*Request*.
Identify each line in the entries below that contains the string "surface". Copy those lines in their original order.

*Dataset items*.
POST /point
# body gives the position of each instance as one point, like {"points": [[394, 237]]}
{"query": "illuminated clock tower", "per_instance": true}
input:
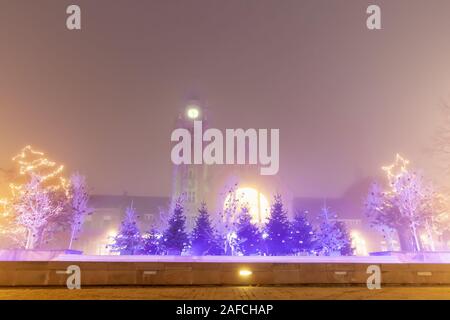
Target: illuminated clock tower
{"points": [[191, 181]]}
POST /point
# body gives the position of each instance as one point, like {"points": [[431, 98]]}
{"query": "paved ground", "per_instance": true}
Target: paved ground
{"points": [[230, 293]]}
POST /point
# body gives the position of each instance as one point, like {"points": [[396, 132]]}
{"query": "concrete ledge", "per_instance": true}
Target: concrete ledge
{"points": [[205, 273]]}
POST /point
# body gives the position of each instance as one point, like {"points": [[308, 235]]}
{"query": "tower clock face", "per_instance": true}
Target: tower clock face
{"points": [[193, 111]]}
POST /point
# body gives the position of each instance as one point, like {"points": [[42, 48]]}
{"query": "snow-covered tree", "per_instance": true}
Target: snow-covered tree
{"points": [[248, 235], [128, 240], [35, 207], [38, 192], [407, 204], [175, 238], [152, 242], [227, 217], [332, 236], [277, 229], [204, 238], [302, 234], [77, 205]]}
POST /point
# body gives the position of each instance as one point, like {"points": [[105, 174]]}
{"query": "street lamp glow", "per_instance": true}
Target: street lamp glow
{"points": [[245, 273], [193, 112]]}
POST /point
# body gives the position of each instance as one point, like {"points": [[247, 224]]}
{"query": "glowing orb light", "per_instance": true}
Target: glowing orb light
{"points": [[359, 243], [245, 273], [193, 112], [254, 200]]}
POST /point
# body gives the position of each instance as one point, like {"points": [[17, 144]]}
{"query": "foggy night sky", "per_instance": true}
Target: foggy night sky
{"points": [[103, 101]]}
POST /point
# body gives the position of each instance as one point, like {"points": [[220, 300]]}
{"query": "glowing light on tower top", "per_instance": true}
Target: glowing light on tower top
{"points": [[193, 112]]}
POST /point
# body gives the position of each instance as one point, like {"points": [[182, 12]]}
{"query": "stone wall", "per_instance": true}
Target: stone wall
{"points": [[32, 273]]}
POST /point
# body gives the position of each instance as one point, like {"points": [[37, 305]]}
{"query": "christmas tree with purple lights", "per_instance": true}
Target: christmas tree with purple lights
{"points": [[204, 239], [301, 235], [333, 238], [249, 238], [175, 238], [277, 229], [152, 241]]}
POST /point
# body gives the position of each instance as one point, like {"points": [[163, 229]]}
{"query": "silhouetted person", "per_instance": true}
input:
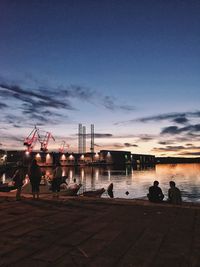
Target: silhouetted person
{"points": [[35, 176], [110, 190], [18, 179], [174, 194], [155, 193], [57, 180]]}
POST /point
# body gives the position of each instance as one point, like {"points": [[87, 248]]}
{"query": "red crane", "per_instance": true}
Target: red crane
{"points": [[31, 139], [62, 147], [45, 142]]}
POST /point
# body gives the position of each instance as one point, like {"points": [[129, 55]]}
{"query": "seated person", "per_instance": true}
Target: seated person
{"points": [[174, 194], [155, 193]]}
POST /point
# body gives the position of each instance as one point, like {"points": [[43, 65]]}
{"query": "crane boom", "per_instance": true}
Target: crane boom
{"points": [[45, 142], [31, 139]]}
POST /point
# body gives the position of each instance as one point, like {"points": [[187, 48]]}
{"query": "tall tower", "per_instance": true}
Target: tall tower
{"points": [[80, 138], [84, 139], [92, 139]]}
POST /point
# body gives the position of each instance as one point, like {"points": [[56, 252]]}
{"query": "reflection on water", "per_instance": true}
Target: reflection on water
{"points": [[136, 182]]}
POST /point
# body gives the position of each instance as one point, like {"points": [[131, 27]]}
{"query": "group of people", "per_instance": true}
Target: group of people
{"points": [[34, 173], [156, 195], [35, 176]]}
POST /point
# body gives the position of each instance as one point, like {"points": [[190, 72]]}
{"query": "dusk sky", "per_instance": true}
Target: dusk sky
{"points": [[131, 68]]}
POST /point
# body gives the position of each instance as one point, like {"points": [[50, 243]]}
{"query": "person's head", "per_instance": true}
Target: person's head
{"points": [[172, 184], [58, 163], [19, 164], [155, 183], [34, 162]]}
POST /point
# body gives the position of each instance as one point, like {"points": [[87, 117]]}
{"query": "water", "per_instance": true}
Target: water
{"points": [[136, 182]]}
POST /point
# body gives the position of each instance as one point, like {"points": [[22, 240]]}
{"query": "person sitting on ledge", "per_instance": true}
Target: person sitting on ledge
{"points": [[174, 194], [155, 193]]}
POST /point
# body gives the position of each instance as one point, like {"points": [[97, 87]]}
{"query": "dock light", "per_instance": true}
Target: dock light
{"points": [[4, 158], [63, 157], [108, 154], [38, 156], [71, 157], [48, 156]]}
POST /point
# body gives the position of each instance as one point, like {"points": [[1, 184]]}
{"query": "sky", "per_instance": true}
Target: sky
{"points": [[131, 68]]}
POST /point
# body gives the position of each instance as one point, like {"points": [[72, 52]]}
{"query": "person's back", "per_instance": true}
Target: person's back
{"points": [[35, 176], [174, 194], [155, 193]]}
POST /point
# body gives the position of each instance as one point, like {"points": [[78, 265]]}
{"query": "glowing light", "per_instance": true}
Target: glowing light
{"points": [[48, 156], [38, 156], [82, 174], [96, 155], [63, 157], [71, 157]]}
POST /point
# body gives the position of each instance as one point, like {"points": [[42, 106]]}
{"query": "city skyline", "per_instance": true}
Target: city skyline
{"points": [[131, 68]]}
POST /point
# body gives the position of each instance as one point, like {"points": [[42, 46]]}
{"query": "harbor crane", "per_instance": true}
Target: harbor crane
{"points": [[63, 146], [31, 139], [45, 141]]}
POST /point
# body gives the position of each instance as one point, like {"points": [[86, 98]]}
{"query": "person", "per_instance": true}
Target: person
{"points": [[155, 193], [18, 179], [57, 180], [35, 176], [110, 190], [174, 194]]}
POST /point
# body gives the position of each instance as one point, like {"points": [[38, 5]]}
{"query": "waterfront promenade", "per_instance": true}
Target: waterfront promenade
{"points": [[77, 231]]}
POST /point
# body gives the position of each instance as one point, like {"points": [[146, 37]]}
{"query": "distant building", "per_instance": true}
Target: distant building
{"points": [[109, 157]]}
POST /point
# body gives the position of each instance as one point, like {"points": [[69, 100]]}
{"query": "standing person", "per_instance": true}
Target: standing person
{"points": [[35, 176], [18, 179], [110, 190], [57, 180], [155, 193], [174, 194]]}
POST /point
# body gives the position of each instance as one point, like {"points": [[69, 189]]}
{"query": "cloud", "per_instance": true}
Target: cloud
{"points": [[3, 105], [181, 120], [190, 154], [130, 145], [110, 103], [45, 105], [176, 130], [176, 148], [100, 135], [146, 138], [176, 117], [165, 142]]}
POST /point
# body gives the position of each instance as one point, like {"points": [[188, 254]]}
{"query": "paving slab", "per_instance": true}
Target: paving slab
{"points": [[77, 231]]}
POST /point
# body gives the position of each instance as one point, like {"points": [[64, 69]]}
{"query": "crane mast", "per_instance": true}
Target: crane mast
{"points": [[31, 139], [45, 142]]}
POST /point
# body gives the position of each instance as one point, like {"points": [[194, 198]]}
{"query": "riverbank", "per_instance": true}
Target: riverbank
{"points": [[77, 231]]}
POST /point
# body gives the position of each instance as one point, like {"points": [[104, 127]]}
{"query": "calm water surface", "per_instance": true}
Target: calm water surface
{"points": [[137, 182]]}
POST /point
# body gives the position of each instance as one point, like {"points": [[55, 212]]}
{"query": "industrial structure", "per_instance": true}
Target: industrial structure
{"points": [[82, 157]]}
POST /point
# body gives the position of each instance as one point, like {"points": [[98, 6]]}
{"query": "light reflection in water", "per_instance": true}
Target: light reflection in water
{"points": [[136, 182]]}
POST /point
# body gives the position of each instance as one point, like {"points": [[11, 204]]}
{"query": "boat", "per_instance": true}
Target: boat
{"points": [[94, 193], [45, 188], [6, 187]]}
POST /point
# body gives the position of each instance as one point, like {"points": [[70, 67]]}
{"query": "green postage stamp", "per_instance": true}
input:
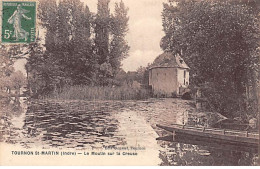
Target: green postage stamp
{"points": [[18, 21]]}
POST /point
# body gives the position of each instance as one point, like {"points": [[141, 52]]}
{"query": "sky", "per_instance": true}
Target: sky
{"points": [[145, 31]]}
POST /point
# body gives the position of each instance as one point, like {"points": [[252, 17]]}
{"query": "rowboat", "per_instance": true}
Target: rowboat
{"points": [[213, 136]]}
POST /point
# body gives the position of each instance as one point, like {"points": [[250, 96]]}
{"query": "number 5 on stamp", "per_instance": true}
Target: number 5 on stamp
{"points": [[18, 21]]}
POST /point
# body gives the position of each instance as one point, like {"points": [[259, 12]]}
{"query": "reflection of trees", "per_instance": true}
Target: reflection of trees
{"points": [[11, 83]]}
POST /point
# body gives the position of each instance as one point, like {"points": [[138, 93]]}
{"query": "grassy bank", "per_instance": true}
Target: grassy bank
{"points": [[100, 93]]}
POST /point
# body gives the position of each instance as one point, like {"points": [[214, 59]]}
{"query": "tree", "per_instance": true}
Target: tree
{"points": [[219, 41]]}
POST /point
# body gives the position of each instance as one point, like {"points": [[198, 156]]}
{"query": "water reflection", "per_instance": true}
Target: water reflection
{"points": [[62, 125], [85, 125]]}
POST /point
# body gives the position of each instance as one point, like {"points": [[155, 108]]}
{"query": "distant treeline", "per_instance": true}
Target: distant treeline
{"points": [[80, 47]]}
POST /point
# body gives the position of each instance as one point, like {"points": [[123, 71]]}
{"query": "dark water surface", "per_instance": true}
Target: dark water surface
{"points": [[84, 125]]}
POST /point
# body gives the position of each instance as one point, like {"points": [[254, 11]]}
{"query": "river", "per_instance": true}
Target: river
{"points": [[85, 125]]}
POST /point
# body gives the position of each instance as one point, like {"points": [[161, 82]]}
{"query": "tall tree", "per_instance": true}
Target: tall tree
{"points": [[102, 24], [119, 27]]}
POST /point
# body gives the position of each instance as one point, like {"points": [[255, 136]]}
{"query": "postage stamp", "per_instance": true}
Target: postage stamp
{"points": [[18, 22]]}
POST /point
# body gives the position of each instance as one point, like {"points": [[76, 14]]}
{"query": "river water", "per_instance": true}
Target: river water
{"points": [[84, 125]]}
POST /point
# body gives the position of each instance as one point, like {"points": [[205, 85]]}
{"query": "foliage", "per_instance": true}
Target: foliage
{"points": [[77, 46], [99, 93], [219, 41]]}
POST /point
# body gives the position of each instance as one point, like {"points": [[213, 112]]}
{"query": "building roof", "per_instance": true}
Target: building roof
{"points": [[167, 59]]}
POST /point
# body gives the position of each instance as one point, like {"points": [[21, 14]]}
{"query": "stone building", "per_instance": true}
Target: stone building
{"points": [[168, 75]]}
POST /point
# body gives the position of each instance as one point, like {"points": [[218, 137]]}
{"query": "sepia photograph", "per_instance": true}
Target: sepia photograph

*Task output*.
{"query": "calm water surface", "per_instance": true}
Target: calm water surface
{"query": "dark water surface", "per_instance": true}
Target: dark water surface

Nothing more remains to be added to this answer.